EXCERTO SELECIONADO ->
E lembra-se da Vila de quando era mais jovem e das diferenças que tem vindo a assistir?
Sim, lembro-me da Vila perfeitamente. Lembro-me que, eu ia para a escola sozinha, a pé ainda era uma distância considerável na altura, fazíamos percursos sem casas e corria sempre tudo bem, às vezes o pai ia buscar-me porque como eu era menina, o pai tinha sempre um certo carinho e o às vezes iam-me buscar, mas eu gostava muito de ir a pé, de andar pelos campos, de vir por ali fora sozinha, a Vila era muito mais pequena. O meu pai era dos poucos homens em Vila Flor que tinha carro, automóvel e nós tínhamos um cão que quando o meu pai saía do café, que era na Praça da Vila, onde nós estivemos, o cão sabia que o meu pai ia chegar. Era muito engraçado. A Vila era... as pessoas conheciam-se todos, os estratos sociais estavam muito mais vincadas, as diferenças sociais, claro, isso muito mais, não tinha nada a ver com o que é agora, as coisas socialmente esbateram-se, mas era o muito.... havia os senhores e havia as pessoas. Não havia uma classe média, havia os senhores que tínhamos uma grande vida, uma boa vida, mas vivíamos numa economia muito... mesmo tendo uma vida boa, nomeadamente em casa dos meus pais e na casa dos meus avós, vivíamos numa economia de muita reciclagem, reciclava-se tudo, aproveitava-se tudo, desde a roupa à comida, não havia, não havia desperdícios. Era uma situação muito diferente e havia muita solidariedade. Em casa dos meus avós que uma daquelas casas da praça, o meu avô, todas as sextas-feiras, punha uma mesa corrida enorme, onde os pobres iam comer, iam buscar alimentos.
Tem essas memórias muito marcadas...
Tenho, tenho essas memórias muito marcadas, muito marcadas, muito vincadas
O que é que gostava de fazer quando era criança?

TAREFA 1 -> Na entrevista sobre as memórias de Vila Flor, o que fazia o avô da pessoa entrevistada todas as sextas-feiras?
TAREFA 2 -> Reproduza, por favor, o trecho da entrevista sobre as memórias de Vila Flor que começa em "Tem essas memórias" e termina em "quando era criança?".
TAREFA 3 -> Retome a entrevista sobre as memórias de Vila Flor a partir do ponto em que ela fica.

[Itens do conjunto de dados guardados]
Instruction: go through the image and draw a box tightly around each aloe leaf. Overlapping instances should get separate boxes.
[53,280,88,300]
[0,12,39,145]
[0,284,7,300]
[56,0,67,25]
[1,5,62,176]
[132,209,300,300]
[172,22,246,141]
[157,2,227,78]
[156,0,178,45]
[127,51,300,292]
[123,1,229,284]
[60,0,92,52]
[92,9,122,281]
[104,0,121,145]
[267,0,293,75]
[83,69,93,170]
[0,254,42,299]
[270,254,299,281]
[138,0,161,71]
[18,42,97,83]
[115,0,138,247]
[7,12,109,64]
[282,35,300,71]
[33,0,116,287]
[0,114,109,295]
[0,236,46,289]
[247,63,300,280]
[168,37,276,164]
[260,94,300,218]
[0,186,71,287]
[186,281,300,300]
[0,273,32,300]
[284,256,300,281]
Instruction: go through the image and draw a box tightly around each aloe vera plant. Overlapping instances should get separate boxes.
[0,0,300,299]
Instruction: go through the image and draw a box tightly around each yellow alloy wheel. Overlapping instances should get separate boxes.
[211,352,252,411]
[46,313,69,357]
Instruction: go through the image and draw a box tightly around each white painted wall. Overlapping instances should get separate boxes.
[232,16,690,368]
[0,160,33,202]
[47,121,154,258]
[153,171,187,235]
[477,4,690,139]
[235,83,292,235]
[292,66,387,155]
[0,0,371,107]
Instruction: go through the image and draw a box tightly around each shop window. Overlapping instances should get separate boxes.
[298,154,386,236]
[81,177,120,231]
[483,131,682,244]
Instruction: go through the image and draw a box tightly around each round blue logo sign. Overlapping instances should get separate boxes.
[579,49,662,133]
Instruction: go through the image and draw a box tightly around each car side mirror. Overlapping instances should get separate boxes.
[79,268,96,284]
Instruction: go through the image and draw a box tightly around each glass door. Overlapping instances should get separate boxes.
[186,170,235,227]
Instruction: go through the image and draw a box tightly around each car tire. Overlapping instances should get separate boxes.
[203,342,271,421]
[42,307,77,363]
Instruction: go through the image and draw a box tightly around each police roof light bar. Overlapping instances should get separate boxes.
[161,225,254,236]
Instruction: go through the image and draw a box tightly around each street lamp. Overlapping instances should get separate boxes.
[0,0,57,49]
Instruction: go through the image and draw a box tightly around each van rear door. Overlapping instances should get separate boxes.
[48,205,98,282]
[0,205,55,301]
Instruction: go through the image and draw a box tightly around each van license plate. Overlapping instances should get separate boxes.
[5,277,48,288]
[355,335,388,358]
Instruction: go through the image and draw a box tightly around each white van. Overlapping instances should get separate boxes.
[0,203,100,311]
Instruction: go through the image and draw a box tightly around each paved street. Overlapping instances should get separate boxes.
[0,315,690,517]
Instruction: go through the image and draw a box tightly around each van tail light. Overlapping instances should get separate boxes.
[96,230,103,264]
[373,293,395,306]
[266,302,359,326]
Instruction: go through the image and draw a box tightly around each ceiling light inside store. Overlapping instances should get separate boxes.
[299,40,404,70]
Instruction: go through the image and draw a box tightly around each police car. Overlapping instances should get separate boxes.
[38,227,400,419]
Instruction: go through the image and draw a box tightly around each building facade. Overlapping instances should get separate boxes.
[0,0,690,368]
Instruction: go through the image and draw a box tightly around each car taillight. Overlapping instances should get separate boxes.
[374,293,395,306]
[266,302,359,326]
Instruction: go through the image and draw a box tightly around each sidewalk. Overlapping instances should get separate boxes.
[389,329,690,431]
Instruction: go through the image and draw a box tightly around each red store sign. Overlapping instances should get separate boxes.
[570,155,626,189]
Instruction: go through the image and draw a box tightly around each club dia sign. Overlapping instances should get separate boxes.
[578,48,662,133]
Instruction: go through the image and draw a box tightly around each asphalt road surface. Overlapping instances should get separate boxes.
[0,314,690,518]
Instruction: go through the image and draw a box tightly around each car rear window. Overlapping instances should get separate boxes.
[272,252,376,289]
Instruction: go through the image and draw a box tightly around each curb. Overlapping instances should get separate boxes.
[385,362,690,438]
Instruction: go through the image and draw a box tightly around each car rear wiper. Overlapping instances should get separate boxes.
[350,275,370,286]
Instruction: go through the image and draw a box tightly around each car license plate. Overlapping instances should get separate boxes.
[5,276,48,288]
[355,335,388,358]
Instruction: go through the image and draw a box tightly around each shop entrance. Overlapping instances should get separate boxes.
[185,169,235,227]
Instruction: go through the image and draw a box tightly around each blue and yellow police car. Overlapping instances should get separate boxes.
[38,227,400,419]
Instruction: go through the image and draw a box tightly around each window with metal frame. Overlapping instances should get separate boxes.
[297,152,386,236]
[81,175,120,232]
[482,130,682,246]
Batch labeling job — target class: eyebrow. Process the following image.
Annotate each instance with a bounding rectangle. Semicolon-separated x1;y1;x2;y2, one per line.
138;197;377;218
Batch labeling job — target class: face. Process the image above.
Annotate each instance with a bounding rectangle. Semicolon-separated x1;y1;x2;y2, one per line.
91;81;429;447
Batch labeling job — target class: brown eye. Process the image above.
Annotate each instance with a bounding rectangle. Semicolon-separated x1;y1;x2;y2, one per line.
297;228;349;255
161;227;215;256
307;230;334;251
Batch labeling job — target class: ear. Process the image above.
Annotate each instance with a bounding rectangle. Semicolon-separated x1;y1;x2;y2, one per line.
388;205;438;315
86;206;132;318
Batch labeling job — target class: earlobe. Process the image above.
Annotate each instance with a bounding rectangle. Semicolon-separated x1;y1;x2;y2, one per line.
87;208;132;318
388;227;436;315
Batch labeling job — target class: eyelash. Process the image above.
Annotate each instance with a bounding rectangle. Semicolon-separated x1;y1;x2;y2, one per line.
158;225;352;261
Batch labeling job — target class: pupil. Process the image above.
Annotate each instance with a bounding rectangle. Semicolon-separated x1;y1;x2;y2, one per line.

RESPOSTA ESCRITA 1 -> Punha uma mesa corrida enorme, onde os pobres iam comer e buscar alimentos.

RESPOSTA ESCRITA 2 ->
Tem essas memórias muito marcadas...
Tenho, tenho essas memórias muito marcadas, muito marcadas, muito vincadas
O que é que gostava de fazer quando era criança?

RESPOSTA ESCRITA 3 ->
Brincávamos imenso porque nós tínhamos o campo todo e andávamos sempre pelo campo, íamos aos grilos. Nunca brinquei muito com bonecas, confesso. Era um bocadinho arrapazada e, curiosamente, há um episódio muito engraçado porque davam-se sempre, os meus pais quando me ofereciam, ofereciam-me sempre a tradicional boneca loira de olhos azuis e a minha reação foi um dia perguntar ao pai, que era realmente um homem muito evoluído e como ia com muita frequência ao Porto, ia quase de 15 em 15 dias porque tinha a farmácia, um dia eu disse: ó pai não me tragas uma boneca loira, arranja-me uma boneca escura. E o pai trouxe-me uma boneca, que é a única boneca que eu guardo, que quando o meu filho - Tenho um rapaz, sou mãe de um rapaz - entrou na fase de querer bonecas eu disse: tá aqui a boneca, acabou-se, brinque lá com a boneca, que eu não quero mais saber disso, uma boneca, que é uma mulata. O meu pai conseguiu arranjar-me uma mulata.
Eu ainda me emociono ao fim de 30 anos quando falo do meu pai. Eu penso que ... eu nunca pedi a lua, mas no dia em que eu lhe pedisse a lua ia ser um drama para ele, porque ele havia de arranjar maneira de me arranjar qualquer coisa em que eu ficasse convencida, que era a lua. Ainda me emociona ao fim de 30 anos.
Tínhamos amigos?
Sim, tinha os miúdos todos da escola. Apesar das diferenças sociais, eu levava as miúdas lá para casa.... Tínhamos uma vida muito boa
E o que é que queria ser quando crescesse?
Olhe...nunca tive uma vocação muito marcada. Fui sempre uma mulher todo-o-terreno, muito abrangente, era para fazer, eu fazia. Houve uma altura em que eu achava que devia ser bailarina. Eu era muito fininha, magrinha achei que ia ser bailarina, mas depois até a aprender tocar piano, que também sei alguma coisa, mas depois a vida nunca fui assim marcadamente alguma coisa. Mas há uma coisa que eu nunca quis ser, foi professor. Não sei porquê, eu fui sempre acompanhada pela mesma professora, que ainda é viva, até à quarta classe, o quarto ano agora e eu sempre, ainda hoje, tenho boas relações com a minha professora, mas não sei porquê, mas nunca fui uma pessoa assim muito marcada, percebe? Fui uma pessoa muito ambivalente e continuo a ser nesse sentido.
Então ia a pé para a escola e teve essa professora durante esses 4 anos aqui em Vila Flor...
Exatamente
E tem algum um episódio que a tivesse marcado?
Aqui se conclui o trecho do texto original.